OBJETIVO
Por favor, copie fielmente, do trecho sobre o material pedagógico do MEB, a passagem que vai de “Isso implica considerar” até “grupo do MEB.”.

TRECHO PARA LEITURA
--- --- ---
Também não se pode perder de vista o nome que dá vida ao primeiro, talvez o principal, personagem do livro: Pedro, aquele sobre o qual, segundo a tradição do evangelho, Jesus deixou a responsabilidade de propagar a fé cristã e fundar a sua igreja, na busca por restabelecer o reino de Deus na terra. Esses elementos demonstram a estreita proximidade que os conteúdos pedagógicos do MEB estabelecem com a doutrina social da Igreja de restabelecimento da ordem e da justiça por meio da aproximação entre homens e Deus.

Isso implica considerar que, como processo educacional, estamos ainda próximos da perspectiva de uma catequese, em que os processos são dirigidos para fins determinados que não são elaborados pelos educandos, mas por sujeitos alienados em instâncias externas à realidade educativa. É nesse sentido que tais práticas precisam ser pensadas criticamente mais como uma espécie de desdobramento de uma pedagogia da libertação do que como uma pedagogia da libertação propriamente dita - revelando também aí os embates ideológicos e as discussões intelectuais inerentes ao grupo do MEB.

No caso da análise de “Viver é lutar”, a força dessa orientação pedagógica inicial acaba, por vezes, sendo diluída. Tópicos como acentuação, sílabas tônicas e variações pronominais recebem um tratamento muito mais gramatical que comunicacional - embora estes tópicos da língua não sejam apresentados ou estruturados formalmente à moda dos gramáticos. Isso significa que, também neste aspecto, a perspectiva linguística do material o afasta de seus objetivos político-pedagógicos. Tampouco a forma de falar e de escrever aparece problematizada no material - no sentido de contribuir para que os educandos possam perceber que também a sua forma pessoal de se comunicar pressupõe uma estrutura e uma organização própria. Discussões linguísticas sobre variação linguística ou preconceito linguístico (Bagno, 2002) - que hoje surgem nos materiais como problemas não apenas de pesquisadores, mas como conteúdo de ensino - estão ainda muito distantes do horizonte de educadores e editores desse período. Isso não significa que essas singularidades não fossem acolhidas e trabalhadas. Sabemos desse esforço de aproximação com a linguagem popular e suas formas de falar não apenas pelo contato com a cartilha e pela análise formal de seus conteúdos, como também por meio da leitura das cartas dos alunos, monitores e supervisores das escolas radiofônicas, nas quais vemos claramente um esforço de acolhimento dessas singularidades, que se manifestam na comunicação escrita trocada por meio dessa correspondência (Alves, 2020).
--- --- ---
CONJUNTO DE DADOS
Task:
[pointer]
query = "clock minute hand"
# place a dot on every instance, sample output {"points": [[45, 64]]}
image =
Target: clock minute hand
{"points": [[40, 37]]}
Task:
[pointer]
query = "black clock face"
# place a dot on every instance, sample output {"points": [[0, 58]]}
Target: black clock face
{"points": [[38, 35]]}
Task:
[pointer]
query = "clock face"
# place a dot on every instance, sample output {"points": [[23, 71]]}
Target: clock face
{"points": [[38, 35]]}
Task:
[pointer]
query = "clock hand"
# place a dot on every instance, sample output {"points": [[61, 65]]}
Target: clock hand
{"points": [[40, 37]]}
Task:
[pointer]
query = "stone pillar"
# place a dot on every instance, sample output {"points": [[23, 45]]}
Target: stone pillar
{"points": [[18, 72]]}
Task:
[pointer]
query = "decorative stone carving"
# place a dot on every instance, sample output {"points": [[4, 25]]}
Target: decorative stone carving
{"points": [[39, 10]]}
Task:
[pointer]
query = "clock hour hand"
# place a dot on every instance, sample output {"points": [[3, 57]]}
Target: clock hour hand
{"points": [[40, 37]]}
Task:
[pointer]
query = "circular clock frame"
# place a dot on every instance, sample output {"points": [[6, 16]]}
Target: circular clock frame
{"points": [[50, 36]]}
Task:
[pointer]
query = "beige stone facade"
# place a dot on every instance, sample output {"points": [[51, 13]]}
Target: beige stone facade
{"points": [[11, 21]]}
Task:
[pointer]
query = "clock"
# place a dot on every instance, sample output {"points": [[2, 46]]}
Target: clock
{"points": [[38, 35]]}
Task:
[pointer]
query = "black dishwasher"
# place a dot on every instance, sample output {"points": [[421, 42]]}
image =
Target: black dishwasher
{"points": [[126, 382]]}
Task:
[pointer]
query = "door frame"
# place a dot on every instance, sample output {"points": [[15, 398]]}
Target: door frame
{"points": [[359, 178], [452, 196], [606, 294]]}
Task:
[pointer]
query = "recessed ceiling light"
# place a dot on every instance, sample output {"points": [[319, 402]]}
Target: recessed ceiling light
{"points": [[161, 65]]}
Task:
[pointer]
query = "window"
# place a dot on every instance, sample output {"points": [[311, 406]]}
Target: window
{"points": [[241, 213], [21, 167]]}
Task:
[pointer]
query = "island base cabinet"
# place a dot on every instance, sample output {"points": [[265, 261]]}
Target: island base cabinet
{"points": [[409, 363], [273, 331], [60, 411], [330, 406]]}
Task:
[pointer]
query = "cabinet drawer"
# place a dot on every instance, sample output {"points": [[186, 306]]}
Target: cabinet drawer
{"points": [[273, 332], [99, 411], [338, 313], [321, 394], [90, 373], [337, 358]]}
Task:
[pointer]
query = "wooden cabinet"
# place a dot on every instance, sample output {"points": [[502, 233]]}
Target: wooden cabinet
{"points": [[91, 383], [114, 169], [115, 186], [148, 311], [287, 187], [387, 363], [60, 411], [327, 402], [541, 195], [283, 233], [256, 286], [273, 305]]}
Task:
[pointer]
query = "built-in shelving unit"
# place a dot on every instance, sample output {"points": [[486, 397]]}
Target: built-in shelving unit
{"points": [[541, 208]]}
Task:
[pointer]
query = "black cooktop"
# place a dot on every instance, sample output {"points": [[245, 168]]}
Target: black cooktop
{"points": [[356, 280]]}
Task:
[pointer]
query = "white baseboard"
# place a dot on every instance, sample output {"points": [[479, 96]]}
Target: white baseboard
--- --- ---
RESOLUÇÃO DO EXERCÍCIO
Isso implica considerar que, como processo educacional, estamos ainda próximos da perspectiva de uma catequese, em que os processos são dirigidos para fins determinados que não são elaborados pelos educandos, mas por sujeitos alienados em instâncias externas à realidade educativa. É nesse sentido que tais práticas precisam ser pensadas criticamente mais como uma espécie de desdobramento de uma pedagogia da libertação do que como uma pedagogia da libertação propriamente dita - revelando também aí os embates ideológicos e as discussões intelectuais inerentes ao grupo do MEB.